= Beginning of Section =
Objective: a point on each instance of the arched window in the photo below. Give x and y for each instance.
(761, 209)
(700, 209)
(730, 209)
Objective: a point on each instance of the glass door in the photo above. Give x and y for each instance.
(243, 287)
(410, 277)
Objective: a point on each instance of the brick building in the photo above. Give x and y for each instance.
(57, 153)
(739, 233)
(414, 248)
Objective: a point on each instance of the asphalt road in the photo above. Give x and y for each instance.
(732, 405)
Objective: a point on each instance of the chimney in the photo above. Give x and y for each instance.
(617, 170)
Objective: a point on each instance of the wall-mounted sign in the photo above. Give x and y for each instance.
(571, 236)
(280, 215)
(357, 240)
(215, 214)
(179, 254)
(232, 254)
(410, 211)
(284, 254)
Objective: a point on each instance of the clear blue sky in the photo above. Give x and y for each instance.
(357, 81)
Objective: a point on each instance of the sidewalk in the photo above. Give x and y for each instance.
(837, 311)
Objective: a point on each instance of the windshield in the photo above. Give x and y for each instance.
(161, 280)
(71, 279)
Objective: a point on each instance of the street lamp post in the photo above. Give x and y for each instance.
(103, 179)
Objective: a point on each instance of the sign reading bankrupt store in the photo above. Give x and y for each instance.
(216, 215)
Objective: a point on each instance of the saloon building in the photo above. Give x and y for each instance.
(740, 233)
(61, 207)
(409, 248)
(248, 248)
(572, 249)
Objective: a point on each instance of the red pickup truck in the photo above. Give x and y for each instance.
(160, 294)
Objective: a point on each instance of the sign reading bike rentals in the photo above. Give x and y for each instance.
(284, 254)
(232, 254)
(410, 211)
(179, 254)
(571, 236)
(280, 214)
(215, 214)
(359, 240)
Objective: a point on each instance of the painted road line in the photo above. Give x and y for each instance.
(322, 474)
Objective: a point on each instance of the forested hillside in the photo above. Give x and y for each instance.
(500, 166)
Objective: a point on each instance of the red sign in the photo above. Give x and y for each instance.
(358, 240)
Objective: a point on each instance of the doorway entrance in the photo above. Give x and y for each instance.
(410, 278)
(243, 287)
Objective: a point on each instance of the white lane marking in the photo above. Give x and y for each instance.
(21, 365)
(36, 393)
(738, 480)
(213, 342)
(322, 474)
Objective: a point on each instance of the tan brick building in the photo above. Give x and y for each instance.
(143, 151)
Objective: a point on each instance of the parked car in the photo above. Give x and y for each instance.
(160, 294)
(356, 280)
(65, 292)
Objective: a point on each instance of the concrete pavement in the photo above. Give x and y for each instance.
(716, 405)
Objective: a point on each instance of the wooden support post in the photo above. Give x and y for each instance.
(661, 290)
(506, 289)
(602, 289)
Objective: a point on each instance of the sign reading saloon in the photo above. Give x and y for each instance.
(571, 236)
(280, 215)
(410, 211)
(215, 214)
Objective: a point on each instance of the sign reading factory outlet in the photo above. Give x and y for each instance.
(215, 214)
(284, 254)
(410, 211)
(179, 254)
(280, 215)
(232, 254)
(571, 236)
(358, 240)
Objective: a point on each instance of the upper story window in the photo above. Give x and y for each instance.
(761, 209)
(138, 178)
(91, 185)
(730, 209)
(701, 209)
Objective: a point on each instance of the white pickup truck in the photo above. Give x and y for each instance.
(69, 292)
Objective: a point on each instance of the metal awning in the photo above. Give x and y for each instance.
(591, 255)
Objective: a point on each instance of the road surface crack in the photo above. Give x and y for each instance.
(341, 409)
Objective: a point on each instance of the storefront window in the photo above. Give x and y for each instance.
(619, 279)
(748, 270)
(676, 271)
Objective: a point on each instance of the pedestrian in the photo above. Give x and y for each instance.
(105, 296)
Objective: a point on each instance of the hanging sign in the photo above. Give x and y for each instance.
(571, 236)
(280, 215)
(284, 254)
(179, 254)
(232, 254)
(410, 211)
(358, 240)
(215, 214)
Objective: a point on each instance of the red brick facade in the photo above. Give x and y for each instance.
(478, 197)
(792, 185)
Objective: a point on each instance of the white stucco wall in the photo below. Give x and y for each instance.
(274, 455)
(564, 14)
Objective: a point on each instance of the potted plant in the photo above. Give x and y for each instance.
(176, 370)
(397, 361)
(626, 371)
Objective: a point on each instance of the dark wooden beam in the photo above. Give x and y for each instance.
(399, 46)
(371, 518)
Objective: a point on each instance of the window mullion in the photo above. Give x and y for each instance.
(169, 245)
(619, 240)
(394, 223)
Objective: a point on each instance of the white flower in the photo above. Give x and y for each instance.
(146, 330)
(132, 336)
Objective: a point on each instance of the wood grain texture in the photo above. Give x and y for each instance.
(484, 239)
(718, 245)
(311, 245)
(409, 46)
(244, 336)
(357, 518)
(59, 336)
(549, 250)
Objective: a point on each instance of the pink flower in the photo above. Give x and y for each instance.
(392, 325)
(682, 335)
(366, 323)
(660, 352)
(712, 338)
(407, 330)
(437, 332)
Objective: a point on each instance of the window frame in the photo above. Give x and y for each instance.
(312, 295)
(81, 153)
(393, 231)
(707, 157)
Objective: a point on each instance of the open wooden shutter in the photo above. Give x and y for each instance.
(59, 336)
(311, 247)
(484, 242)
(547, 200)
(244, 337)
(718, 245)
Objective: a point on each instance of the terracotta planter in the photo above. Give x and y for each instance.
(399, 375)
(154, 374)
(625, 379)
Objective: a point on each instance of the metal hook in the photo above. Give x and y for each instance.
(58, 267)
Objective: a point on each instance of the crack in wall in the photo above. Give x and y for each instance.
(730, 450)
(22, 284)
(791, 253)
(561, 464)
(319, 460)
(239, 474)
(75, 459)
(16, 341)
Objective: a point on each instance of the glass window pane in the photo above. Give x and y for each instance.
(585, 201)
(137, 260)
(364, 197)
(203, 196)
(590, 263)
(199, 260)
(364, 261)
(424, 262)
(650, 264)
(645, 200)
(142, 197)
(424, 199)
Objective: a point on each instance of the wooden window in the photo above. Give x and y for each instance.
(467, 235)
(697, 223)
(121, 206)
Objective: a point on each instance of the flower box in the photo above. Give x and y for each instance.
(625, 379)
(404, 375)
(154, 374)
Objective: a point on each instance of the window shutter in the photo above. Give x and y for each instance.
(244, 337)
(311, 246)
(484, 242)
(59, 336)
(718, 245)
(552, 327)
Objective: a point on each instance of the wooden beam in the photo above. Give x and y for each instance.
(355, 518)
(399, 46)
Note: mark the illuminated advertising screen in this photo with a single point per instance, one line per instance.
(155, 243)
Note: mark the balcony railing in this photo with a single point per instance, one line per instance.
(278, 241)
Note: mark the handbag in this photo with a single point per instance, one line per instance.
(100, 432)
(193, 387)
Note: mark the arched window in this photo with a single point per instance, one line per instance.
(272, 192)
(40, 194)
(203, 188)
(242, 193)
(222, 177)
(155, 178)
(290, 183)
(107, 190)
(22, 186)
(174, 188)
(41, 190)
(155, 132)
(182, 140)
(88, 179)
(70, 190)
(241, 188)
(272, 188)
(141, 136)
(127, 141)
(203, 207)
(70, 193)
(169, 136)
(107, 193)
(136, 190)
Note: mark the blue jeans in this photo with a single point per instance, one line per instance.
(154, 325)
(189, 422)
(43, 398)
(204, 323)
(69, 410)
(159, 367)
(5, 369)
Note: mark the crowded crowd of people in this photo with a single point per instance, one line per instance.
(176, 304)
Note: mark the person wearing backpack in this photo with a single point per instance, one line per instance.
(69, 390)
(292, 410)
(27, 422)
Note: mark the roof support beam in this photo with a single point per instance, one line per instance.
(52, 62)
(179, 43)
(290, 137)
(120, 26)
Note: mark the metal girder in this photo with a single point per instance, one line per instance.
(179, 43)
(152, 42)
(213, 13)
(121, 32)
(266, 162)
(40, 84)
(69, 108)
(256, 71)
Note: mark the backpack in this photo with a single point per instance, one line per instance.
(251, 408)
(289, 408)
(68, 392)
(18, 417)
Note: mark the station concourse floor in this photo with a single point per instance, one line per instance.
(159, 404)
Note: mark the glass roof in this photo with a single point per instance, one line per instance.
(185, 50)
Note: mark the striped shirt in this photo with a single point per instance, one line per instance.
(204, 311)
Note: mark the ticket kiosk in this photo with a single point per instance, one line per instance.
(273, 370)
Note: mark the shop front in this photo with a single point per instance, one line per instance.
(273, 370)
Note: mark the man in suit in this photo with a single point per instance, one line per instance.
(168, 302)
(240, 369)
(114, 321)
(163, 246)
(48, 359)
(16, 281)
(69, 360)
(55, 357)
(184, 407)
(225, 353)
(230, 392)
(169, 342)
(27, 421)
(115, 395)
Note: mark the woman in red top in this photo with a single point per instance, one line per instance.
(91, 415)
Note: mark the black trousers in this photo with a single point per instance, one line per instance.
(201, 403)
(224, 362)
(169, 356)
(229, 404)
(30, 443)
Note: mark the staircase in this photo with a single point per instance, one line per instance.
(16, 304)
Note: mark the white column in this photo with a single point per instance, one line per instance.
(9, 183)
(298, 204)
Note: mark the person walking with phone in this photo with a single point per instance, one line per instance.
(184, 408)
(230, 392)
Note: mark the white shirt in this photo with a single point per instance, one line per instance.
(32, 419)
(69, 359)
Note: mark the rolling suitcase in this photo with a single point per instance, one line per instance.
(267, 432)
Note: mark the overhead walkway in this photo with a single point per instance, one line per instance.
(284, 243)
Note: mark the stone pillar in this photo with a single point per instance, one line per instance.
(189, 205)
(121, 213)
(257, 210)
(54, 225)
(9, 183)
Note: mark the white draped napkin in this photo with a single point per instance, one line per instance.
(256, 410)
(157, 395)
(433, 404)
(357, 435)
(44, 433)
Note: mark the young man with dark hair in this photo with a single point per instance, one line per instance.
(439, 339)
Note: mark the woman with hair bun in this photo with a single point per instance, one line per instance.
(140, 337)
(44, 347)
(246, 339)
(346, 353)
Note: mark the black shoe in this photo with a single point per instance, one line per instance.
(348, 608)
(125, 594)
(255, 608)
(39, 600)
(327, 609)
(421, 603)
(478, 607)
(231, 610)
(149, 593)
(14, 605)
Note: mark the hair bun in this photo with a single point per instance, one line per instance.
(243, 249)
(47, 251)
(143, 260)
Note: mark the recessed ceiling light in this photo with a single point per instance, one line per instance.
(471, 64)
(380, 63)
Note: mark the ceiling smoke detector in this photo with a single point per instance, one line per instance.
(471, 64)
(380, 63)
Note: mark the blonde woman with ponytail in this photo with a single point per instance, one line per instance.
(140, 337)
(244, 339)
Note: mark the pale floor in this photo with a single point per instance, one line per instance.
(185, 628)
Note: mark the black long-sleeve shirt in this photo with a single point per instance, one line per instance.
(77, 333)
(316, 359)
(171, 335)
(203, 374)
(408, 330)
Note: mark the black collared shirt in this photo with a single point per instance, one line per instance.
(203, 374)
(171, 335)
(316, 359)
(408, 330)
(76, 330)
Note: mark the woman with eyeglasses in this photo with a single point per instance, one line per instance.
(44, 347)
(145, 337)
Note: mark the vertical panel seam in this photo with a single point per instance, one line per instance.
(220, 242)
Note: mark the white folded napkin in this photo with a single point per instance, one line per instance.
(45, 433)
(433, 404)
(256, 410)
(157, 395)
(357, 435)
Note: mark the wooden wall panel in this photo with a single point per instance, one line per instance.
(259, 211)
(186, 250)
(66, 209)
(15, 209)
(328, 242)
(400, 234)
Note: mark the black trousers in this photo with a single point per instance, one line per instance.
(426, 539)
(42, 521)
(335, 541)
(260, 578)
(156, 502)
= End of Section =
● Work item
Repeat, with no changes, each line from the one with "Note: mark the white folded" to the end of the listing, including both ends and nothing else.

● Solved problem
Note: mark the white folded napkin in this photo with a single point per instance, one line per instance.
(45, 433)
(433, 404)
(256, 410)
(157, 395)
(357, 435)
Note: mark the wooden wall panel in this photo with a single point per instance, one line per instance.
(259, 211)
(186, 250)
(66, 209)
(15, 209)
(328, 242)
(400, 234)
Note: mark the black trousers in this photo with a single point per instance, one line per instance.
(426, 539)
(42, 521)
(335, 541)
(260, 578)
(156, 502)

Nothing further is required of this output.